Study text:
=== Section Start ===

Technology Decision Making : A range of services to help hospitals and healthcare systems manage health technology effectively.
The organization was the sole prime contractor for developing and maintaining AHRQ's National Guideline Clearinghouse, a database of clinical practice guidelines, since its inception in 1998 and the National Quality Measures Clearinghouse,, a database of evidence-based healthcare quality measures, since its inception in 2001. Both medical informatics tools supported users' efforts to integrate evidence-based practices into healthcare decisions. Both contracts ended in July 2018 due to the lack of federal funding through AHRQ to continue their operation. In November 2018, the ECRI Guidelines Trust was created in response to the defunding of the National Guideline Clearinghouse by the federal government. ECRI Institute created and maintains the Universal Medical Device Nomenclature System.
Education
ECRI's educational resources include patient safety and risk management continuing medical education /continuing education unit courses and an online program. The organization is accredited by the Accreditation Council for Continuing Medical Education. For 24 years, ECRI organized an annual health policy conference delineating perspectives of stakeholders throughout the healthcare community in addressing broad issues about the science, evaluation of evidence, and the use of medical technology, pharmaceuticals, legal substances, procedures, cancer care delivery, complex patients, and health services.

=== Section End ===

Work required:
Please answer these questions from the passage on ECRI:
(a) In what year did the National Guideline Clearinghouse begin?
(b) In what month and year was the ECRI Guidelines Trust created?
(c) For how many years did ECRI organize an annual health policy conference?

[Records contained in a dataset]
=== Section Start ===

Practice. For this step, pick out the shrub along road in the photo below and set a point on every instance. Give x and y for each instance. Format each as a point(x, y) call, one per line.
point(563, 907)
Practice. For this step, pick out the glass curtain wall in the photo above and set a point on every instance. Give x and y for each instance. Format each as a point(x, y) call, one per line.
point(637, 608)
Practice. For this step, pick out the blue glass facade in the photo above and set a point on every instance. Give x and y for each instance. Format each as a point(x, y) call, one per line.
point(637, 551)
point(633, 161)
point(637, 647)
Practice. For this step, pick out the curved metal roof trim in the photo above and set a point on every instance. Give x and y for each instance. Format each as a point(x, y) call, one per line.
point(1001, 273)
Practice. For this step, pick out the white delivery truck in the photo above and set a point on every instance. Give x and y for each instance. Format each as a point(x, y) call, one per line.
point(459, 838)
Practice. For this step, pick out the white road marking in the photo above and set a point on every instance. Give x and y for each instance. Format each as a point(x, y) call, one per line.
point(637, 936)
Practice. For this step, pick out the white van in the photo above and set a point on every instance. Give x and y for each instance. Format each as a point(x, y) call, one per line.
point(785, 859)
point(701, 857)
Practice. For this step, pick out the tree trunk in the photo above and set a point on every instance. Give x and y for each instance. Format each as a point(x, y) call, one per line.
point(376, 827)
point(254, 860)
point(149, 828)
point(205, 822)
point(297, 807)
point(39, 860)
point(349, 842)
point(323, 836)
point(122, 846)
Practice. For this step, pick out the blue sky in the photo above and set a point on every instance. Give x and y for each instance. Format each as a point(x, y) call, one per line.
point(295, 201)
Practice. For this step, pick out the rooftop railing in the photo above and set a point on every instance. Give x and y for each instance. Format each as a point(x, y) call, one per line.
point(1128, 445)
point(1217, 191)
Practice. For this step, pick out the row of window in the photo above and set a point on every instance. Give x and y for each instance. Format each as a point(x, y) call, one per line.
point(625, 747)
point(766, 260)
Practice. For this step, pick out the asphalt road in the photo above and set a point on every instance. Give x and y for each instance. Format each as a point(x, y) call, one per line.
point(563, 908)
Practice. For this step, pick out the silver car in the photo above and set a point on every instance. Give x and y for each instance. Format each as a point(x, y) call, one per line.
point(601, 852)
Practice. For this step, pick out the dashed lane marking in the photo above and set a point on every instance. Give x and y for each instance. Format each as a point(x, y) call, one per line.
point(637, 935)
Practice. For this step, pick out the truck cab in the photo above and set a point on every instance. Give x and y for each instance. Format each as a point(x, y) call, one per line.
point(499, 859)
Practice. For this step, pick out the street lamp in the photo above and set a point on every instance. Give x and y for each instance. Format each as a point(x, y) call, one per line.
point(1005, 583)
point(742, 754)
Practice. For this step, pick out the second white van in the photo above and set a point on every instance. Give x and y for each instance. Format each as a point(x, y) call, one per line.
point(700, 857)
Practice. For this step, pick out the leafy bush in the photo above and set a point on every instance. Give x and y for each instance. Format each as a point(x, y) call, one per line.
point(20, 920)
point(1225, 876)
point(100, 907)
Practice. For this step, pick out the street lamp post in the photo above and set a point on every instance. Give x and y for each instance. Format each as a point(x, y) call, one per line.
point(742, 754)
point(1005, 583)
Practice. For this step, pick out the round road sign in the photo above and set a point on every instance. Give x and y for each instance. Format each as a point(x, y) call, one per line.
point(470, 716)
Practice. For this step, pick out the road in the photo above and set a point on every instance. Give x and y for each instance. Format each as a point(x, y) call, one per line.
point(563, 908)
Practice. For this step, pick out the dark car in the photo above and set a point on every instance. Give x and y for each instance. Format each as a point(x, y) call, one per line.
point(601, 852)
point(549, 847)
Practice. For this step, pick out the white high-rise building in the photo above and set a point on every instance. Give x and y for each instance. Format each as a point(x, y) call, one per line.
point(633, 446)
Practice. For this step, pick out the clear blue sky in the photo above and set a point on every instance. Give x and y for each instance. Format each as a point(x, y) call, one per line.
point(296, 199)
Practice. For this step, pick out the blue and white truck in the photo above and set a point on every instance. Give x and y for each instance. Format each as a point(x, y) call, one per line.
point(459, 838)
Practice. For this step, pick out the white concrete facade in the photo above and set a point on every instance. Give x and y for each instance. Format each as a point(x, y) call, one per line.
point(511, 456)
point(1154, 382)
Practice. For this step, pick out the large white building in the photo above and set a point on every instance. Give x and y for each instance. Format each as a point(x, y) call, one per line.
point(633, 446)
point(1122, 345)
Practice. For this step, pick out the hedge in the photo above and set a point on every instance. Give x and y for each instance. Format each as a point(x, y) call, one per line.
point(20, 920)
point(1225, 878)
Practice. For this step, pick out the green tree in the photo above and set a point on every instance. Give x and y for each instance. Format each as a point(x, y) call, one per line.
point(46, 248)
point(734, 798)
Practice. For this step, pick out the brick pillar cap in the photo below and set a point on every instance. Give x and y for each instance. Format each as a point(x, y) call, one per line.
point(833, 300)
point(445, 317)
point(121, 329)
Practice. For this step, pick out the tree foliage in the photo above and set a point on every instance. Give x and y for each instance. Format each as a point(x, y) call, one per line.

=== Section End ===

Solution for this task:
(a) 1998
(b) November 2018
(c) 24 years